=== PASSAGE TO READ ===
::::

How to Listen To Your Internal Compass – Guest Post with Shelli Johnson

Author Shelli Johnson


Hey folks!  Today I am pleased to introduce you to another author and a great friend, Shelli Johnson.  Shelli is the author of Small as a Mustard Seed.  It's an amazing book because Shelli is an amazing writer.  Small as a Mustard Seed focuses on the struggles of a family to deal with the stresses left behind by war.  Shelli is a descriptive writer and her characters come to life.  In addition to her author duties, Shelli's blog is always a place of inspiration and encouragement (and some delicious recipes).  You can visit her blog by clicking HERE.  I've shared several of her posts on Facebook and Twitter.  I want to thank her for stopping by and sprinkling some of her positive energy here on my blog.





How to Listen To Your Internal Compass

By Shelli Johnson


"I took a deep breath and listened to the old bray of my heart.  I am.  I am.  I am." ~Sylvia Plath


Sometimes people get lost in their own lives. There's no map and they don't know how to follow their own internal compass. They don't know which way is true north.


Maybe you're one of them. Maybe you, too, have listened to parents, siblings, teachers, friends, and/or bullies ~ just to name a few ~ tell you who you are and believed it. Maybe you shared your dream only to have some misguided person say, "Oh, you'll never be able to do that." Maybe you followed the advice of some aptitude test or, worse, some school guidance counselor who barely knew you at all.


It begs the question: Why would you think someone else knows you better than you know yourself? So now it's time to start listening to your own wants, needs, dreams, and desires. It's time to ACT on them.

::::

=== Data records ===
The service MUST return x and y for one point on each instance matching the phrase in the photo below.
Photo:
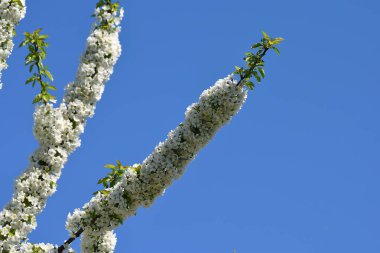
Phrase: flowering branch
(11, 13)
(142, 184)
(37, 53)
(58, 131)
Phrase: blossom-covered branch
(11, 12)
(142, 184)
(58, 131)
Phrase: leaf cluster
(116, 174)
(36, 44)
(107, 6)
(254, 61)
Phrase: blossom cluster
(57, 131)
(104, 242)
(142, 184)
(11, 12)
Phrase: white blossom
(105, 212)
(57, 131)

::::

=== DIRECTIVE ===
Carry on the guest post about following your internal compass from the point where it stops. Nothing here requires the entries, so they can be set aside.

=== TASK RESULT ===
Okay, you say, but I've been listening to everybody else for so long, I've pushed away and stuffed and repressed and suppressed and now my internal compass needle looks haywire, kind of like it's next to a magnet. I don't know what I'm supposed to be doing, you might say, I don't know what my purpose in this life is. So what, you ask, do I do now?


Well, here are a couple of suggestions that helped me:



EULOGY Write your own eulogy because it will tell you what's most important to you, what you want to be remembered for. Envision someone reading it at your funeral, where it's too late to change anything because you're in the casket. What are the most important things that you'd want people to know? What are the most important achievements that you'd want your legacy to be? Don't dash something off and look at this like a homework assignment, really take the time to think about it. When I did this exercise, it took me two days of writing, thinking, making lists, crossing stuff off, rewriting. But honestly, this was the most helpful thing for me to clarify what it was that I wanted from my life. People sometimes act as if they have an infinite amount of time to get things done. You don't. None of us do. This exercise forces you to choose the most important things. Once you know what those things are, then you can make goals and plans to start achieving them.


MISSION STATEMENT Write yourself a mission statement for your own life. It should be short enough that you can remember it. It should encapsulate your goals and vision for what you want to accomplish. Then you know in which direction you should be headed. Here's mine: I write and sell quality novels that touch people's lives.

Let me tell you this, too. Once you start figuring out your true north, where your compass is actually pointing, sometimes it's really easy to listen. Sometimes, that little voice inside you says things like hey, take this class or wow, go make friends with that person, and you smile and nod and say, "Okay!" Then you do or don't do what it says.


But other times, it's scary as heck. Sometimes, that little voice says things like quit your job or this isn't the right relationship for you or you need to move across the country/around the globe. Those are the times you may dig in your heels and holler NO or throw a whining tantrum about how you don't want to. I know, I've done it.


But know this, the only times in my life that I really got in trouble, really made some bad decisions that I later regretted, was when I chose to fly in the face of what my internal compass was telling me, when I let my head holler until I couldn't hear that little voice at all.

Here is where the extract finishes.